In het onderwijs hebben mensen ook te maken met voornemens en veranderingen. Elk voornemen vraagt ook iets van hen. Uit ervaring kan ik aangeven dat dit voor mij daadkracht en doorzettingsvermogen zijn.
Jaren geleden was ik namelijk ook één van die mensen die niet zo makkelijk omging met veranderingen, zeker op het gebied van leren lezen. Ik dacht minder na over preventie of verbeteringen. Hierin kwam verandering toen ik mezelf vragen begon te stellen en de methodiek Alfabedding ontdekte. Het voelde alsof mijn (lees)bal ging rollen. Nu kan ik deze bal niet meer stoppen. Ik zie, ik hoor, ik ervaar namelijk de verschillen tussen het leesonderwijs van nu, en het leesonderwijs wat we kunnen zijn. Ik ontdek de verschillen tussen wel of niet leren lezen, tussen een symptoom bestrijden of een probleem oplossen en ik krijg antwoorden op vragen waarom niet alle kinderen leren lezen op de manier waarop wij ze het nu aanbieden.

________________

Opdracht
Vat in de getoonde tekst de alinea die begint met "Jaren geleden was ik namelijk" beknopter samen en behoud daarbij de belangrijkste feiten.

________________

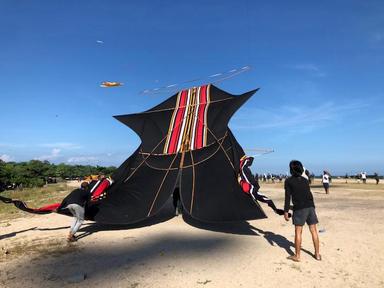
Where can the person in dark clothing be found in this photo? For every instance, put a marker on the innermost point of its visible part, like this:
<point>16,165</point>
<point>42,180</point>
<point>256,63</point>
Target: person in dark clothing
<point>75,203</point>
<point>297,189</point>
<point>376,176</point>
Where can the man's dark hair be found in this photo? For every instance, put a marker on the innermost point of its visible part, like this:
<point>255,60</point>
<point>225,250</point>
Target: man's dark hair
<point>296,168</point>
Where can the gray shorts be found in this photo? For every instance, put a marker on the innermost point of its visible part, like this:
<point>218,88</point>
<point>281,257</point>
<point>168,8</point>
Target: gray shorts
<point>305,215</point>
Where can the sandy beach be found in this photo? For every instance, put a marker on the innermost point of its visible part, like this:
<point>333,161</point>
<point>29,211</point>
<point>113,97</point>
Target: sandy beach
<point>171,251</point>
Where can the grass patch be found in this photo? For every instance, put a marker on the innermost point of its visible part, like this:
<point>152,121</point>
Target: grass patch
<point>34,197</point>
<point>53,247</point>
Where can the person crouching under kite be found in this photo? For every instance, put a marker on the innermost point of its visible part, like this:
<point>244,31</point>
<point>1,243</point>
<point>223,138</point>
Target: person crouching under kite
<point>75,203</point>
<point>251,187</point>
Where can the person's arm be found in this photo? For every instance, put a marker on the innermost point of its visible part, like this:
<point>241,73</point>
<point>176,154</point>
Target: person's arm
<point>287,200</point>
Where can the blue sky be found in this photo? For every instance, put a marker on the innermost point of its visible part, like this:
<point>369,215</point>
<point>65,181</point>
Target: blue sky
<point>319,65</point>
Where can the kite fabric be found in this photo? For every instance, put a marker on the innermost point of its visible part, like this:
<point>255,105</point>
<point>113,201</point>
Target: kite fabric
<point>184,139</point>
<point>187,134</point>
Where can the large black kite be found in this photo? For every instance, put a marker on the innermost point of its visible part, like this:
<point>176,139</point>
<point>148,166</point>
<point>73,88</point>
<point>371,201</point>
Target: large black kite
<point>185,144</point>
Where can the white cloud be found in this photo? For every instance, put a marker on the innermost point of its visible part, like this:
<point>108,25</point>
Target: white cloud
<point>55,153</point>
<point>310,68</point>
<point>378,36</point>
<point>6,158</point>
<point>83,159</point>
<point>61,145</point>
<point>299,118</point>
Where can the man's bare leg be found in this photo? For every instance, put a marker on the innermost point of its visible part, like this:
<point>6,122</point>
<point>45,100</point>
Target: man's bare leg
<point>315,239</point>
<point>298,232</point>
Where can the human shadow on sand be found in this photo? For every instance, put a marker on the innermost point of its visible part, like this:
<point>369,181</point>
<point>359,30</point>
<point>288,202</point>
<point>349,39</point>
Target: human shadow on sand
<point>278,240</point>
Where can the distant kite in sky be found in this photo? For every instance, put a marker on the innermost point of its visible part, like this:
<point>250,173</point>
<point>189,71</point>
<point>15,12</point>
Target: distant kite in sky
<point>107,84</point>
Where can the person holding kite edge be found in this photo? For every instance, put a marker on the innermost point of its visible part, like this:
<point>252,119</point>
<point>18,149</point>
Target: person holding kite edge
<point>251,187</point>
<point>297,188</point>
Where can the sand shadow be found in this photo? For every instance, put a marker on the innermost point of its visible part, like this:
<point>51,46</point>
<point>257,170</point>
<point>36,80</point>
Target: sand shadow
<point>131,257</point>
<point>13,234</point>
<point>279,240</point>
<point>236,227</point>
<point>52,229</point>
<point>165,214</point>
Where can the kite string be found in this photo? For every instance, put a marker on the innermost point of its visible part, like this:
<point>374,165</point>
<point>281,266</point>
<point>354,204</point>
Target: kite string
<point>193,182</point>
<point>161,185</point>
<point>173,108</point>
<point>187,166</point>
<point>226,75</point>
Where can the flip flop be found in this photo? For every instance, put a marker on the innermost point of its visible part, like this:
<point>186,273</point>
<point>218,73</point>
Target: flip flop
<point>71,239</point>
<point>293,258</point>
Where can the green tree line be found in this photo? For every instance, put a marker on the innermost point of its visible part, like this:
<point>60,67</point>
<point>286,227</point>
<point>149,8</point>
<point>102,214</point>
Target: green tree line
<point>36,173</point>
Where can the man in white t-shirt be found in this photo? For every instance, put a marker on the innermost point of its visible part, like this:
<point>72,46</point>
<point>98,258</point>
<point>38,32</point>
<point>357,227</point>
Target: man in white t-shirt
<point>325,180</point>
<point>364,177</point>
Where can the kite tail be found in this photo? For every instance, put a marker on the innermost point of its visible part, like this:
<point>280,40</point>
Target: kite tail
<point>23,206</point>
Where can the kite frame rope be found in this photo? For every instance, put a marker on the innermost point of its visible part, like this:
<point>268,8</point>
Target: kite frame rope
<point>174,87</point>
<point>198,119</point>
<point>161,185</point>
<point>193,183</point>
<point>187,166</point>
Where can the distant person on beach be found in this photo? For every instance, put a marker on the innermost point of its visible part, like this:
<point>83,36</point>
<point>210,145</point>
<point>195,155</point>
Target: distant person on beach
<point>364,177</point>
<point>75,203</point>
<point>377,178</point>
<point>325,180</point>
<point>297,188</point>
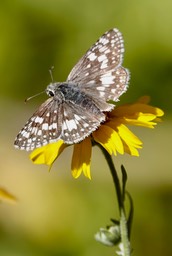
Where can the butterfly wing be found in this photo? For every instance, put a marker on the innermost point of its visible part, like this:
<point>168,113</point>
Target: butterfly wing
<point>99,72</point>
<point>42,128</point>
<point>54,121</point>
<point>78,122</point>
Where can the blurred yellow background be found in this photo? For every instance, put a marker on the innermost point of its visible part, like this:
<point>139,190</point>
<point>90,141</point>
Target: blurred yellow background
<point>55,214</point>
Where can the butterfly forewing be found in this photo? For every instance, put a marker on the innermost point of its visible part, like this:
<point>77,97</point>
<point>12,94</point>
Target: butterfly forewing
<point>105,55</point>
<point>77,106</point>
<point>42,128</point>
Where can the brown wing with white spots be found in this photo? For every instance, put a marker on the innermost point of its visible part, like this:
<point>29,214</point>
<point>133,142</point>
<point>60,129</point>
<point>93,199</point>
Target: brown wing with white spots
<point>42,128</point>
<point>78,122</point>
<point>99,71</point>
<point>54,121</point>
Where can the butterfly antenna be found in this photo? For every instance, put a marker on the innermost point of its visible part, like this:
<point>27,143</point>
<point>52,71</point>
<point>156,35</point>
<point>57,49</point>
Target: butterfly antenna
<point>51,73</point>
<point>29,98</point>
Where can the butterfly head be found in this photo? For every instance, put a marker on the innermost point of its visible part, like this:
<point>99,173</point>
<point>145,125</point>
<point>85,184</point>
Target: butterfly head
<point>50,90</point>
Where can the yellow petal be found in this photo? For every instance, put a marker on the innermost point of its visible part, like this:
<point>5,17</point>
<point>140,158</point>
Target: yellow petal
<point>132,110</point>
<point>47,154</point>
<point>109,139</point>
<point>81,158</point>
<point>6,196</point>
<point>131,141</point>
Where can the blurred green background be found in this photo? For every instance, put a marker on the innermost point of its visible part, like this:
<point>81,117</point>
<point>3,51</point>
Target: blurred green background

________________

Antwoord
Vroeger ging ik moeilijk om met veranderingen, vooral bij leren lezen, en dacht ik weinig na over preventie of verbeteringen. Dat veranderde toen ik mezelf vragen ging stellen en de methodiek Alfabedding ontdekte. Sindsdien is mijn (lees)bal niet meer te stoppen. Ik zie nu de verschillen tussen het huidige leesonderwijs en wat het kan zijn, tussen wel of niet leren lezen en tussen een symptoom bestrijden of een probleem oplossen. Ook krijg ik antwoord op de vraag waarom niet alle kinderen leren lezen met de huidige aanpak.